__What is asked__
Gather every line in the entries below that contains the word "riverbank", and copy each one out in full.

## begin

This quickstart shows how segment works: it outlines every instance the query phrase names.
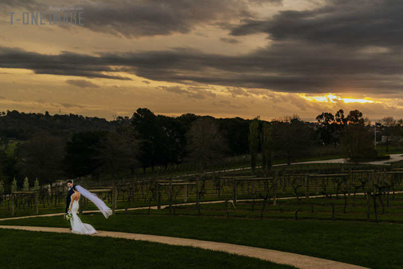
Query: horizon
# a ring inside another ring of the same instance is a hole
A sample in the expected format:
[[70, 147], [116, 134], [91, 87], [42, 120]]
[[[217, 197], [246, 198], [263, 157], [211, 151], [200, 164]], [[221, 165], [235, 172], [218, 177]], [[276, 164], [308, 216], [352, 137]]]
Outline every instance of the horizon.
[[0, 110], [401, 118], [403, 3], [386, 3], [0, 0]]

## end
## begin

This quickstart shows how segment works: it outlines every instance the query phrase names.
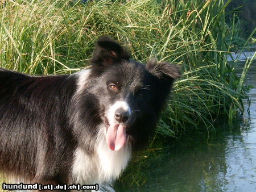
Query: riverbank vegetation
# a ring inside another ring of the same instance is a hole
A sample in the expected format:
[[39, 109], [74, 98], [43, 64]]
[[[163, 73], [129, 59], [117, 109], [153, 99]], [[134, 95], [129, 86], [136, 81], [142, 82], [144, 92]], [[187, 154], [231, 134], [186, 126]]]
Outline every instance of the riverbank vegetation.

## end

__Full solution__
Query: riverbank vegetation
Outline every instance of the riverbank vegetation.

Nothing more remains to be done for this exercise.